DIRECTIONS: Please identify each line in the items below that contains the word "stool", and copy those lines in full.

Dataset excerpt
=-=-=-=-=

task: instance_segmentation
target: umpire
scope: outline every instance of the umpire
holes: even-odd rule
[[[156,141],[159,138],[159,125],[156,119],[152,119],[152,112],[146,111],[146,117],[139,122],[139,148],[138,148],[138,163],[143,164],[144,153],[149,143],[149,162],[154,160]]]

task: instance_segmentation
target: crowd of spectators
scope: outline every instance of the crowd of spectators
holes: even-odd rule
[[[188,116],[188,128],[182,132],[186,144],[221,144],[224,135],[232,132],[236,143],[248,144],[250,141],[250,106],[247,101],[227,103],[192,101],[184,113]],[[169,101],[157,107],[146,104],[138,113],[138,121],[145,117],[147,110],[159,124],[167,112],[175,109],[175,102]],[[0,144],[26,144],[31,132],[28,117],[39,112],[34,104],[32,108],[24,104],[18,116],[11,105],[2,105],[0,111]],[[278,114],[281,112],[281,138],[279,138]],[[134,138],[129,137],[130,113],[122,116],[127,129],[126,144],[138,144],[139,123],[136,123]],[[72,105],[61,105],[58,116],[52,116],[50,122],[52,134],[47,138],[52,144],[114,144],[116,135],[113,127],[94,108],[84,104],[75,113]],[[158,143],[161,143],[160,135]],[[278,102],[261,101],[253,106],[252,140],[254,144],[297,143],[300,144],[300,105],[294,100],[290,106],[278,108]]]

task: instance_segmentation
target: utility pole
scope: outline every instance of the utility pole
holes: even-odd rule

=-=-=-=-=

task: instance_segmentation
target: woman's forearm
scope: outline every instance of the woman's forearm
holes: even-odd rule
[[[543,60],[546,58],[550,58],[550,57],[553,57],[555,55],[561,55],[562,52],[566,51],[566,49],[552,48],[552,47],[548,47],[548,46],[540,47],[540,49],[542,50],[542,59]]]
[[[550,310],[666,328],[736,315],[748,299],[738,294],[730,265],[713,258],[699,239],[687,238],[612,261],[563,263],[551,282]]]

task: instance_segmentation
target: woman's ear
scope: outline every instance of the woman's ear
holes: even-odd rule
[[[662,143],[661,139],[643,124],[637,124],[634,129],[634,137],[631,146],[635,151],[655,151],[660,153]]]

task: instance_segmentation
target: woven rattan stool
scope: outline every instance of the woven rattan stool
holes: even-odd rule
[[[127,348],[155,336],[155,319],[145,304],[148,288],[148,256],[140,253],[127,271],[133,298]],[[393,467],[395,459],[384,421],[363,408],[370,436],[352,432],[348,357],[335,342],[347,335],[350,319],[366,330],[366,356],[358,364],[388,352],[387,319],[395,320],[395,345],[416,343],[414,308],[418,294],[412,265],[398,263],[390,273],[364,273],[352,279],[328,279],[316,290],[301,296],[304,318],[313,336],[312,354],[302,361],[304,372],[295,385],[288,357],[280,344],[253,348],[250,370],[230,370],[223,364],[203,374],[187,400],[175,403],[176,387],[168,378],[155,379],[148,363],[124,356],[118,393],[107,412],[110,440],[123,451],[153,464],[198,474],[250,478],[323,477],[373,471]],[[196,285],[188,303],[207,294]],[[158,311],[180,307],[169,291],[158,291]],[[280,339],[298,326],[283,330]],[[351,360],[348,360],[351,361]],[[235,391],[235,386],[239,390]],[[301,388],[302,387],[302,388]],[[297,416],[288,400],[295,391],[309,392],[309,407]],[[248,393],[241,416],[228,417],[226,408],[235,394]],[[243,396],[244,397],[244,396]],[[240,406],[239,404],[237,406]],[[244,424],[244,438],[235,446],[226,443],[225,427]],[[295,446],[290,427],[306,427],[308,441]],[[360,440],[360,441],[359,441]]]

=-=-=-=-=

TASK OUTPUT:
target: woven rattan stool
scope: outline every instance of the woven rattan stool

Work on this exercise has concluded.